▶ Problem to work on
Copy the forum thread excerpt below word for word, keeping every quote marker and line break.

**** Selected extract

On 4/18/2021 9:13 PM, Richard Damon wrote:
> On 4/18/21 9:27 PM, olcott wrote:
>> On 4/18/2021 6:35 PM, Richard Damon wrote:
>>> On 4/18/21 7:16 PM, olcott wrote:
>>>> On 4/18/2021 4:58 PM, Richard Damon wrote:
>>>>> On 4/18/21 5:43 PM, olcott wrote:
>>>>>> On 4/18/2021 4:37 PM, Richard Damon wrote:
>>>>>>> On 4/18/21 4:17 PM, olcott wrote:
>>>>>>>> On 4/18/2021 2:59 PM, Richard Damon wrote:
>>>>>>>>> On 4/18/21 3:43 PM, olcott wrote:
>>>>>>>>>> On 4/18/2021 2:36 PM, Richard Damon wrote:
>>>>>>>>>>> The problem here is you are ignoring the definition of
>>>>>>>>>>> Computations.
>>>>>>>>>>
>>>>>>>>>> This is not a problem at all because I am only referring to the
>>>>>>>>>> simple
>>>>>>>>>> fact that my C code does do what I claim that it does do.

********
**** Extracted entries

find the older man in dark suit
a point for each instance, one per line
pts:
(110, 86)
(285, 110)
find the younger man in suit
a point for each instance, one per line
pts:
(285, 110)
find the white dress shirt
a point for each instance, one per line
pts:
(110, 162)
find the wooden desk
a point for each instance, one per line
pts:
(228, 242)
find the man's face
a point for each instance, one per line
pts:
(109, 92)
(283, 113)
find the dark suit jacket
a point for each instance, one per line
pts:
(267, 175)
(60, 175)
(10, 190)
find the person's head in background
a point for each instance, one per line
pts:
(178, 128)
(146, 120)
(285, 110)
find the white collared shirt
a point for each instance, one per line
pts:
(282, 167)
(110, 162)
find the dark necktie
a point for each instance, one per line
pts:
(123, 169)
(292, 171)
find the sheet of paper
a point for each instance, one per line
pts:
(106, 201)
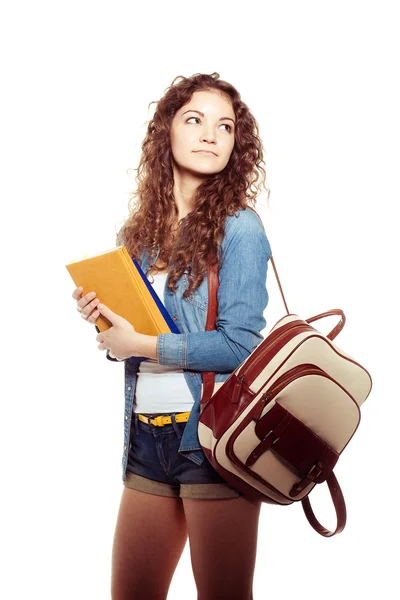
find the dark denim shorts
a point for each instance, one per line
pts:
(155, 466)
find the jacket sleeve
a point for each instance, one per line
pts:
(242, 299)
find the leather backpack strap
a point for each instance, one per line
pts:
(209, 376)
(339, 504)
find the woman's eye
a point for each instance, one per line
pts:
(198, 119)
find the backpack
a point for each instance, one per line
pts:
(277, 426)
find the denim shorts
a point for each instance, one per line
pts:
(156, 467)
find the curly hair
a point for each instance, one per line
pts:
(152, 224)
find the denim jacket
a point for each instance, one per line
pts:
(242, 299)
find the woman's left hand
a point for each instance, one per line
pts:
(120, 338)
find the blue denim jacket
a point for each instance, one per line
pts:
(242, 299)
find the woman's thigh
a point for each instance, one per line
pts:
(223, 544)
(149, 538)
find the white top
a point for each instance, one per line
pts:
(161, 388)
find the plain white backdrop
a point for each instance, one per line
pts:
(321, 79)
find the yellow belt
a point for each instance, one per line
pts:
(162, 420)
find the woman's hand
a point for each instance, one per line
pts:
(123, 340)
(87, 305)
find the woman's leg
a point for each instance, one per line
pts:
(149, 538)
(223, 544)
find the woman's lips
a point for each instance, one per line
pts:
(205, 152)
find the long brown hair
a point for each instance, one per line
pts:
(152, 223)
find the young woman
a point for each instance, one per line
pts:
(201, 159)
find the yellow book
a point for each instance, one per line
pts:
(120, 284)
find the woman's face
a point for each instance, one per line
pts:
(205, 123)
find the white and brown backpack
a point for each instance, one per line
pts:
(277, 426)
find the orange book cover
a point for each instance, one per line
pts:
(120, 284)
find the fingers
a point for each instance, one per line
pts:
(86, 304)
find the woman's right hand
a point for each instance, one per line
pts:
(86, 305)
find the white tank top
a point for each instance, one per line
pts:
(161, 388)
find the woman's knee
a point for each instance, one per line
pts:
(149, 538)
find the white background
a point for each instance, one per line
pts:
(321, 79)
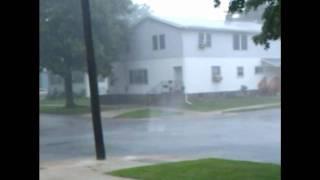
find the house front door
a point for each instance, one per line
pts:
(178, 77)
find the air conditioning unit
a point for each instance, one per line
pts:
(217, 78)
(202, 46)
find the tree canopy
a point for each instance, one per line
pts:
(271, 17)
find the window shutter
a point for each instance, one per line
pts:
(155, 42)
(236, 41)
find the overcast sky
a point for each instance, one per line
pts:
(186, 8)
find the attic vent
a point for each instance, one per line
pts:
(204, 40)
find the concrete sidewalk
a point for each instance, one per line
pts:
(84, 169)
(185, 112)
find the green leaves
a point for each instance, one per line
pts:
(61, 33)
(271, 28)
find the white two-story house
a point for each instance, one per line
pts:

********

▶ Answer for the task
On 4/18/2021 9:13 PM, Richard Damon wrote:
> On 4/18/21 9:27 PM, olcott wrote:
>> On 4/18/2021 6:35 PM, Richard Damon wrote:
>>> On 4/18/21 7:16 PM, olcott wrote:
>>>> On 4/18/2021 4:58 PM, Richard Damon wrote:
>>>>> On 4/18/21 5:43 PM, olcott wrote:
>>>>>> On 4/18/2021 4:37 PM, Richard Damon wrote:
>>>>>>> On 4/18/21 4:17 PM, olcott wrote:
>>>>>>>> On 4/18/2021 2:59 PM, Richard Damon wrote:
>>>>>>>>> On 4/18/21 3:43 PM, olcott wrote:
>>>>>>>>>> On 4/18/2021 2:36 PM, Richard Damon wrote:
>>>>>>>>>>> The problem here is you are ignoring the definition of
>>>>>>>>>>> Computations.
>>>>>>>>>>
>>>>>>>>>> This is not a problem at all because I am only referring to the
>>>>>>>>>> simple
>>>>>>>>>> fact that my C code does do what I claim that it does do.